## Begin

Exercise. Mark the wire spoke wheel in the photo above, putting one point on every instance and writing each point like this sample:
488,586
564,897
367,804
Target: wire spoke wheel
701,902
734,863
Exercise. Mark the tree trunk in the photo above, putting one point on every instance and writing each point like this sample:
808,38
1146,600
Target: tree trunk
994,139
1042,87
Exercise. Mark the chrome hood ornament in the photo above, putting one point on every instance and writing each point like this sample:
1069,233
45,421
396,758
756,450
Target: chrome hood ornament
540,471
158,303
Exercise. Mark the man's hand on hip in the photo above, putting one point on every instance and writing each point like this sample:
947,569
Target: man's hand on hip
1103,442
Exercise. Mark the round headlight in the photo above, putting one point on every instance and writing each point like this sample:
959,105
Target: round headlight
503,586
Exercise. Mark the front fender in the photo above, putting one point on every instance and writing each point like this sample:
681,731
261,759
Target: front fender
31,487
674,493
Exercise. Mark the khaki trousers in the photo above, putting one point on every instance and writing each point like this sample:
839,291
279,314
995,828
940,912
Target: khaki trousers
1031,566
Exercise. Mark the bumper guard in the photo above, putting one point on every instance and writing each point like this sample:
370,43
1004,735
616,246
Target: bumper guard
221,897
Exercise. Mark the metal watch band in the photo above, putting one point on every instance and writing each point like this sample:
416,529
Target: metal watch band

## End

Task prompt:
Turn every line of the records above into a numbered list, leaving out any blank lines.

Problem solution:
1. Exercise. Mark the wire spoke wheel in the photo above, putting one point on every instance and writing each point like this sample:
2. 488,586
3. 564,897
4. 367,804
5. Target: wire spoke wheel
6. 701,902
7. 734,863
8. Exercise. Mark the tree trunk in the photo above, putting one point on every instance and writing each point like this sample:
9. 808,38
10. 1146,600
11. Target: tree trunk
12. 994,139
13. 1042,87
14. Exercise. Mark the chrome hood ornament in the photo above, putting one point on every instance and writing each point like this sample:
15. 1069,233
16. 45,421
17. 396,758
18. 756,450
19. Target: chrome hood ornament
20. 540,471
21. 158,303
22. Exercise. Mark the man's hand on hip in the photo above, putting one point on every instance and writing each point like this sample:
23. 947,569
24. Target: man's hand on hip
25. 1103,442
26. Exercise. Mark the round headlight in the photo above, putting one point on every instance and writing each point like this sample:
27. 959,105
28. Target: round headlight
29. 503,586
30. Exercise. Mark the front fender in the photo above, putting one point on every instance and writing each point like this sample:
31. 681,731
32. 261,759
33. Target: front fender
34. 31,487
35. 674,493
36. Exercise. Mark the khaki trousers in the photo above, putting one point on every instance and writing each point like this sample:
37. 839,291
38. 279,314
39. 995,828
40. 940,912
41. Target: khaki trousers
42. 1031,566
43. Exercise. Mark the bumper guard in the photo above, putting one point on every instance and writing each point like this sample:
44. 370,43
45. 1004,735
46. 616,246
47. Target: bumper guard
48. 221,897
49. Exercise. Mark the metal watch band in the photo above, putting one point on every instance and writing each point like this sample:
50. 416,529
51. Target: metal watch band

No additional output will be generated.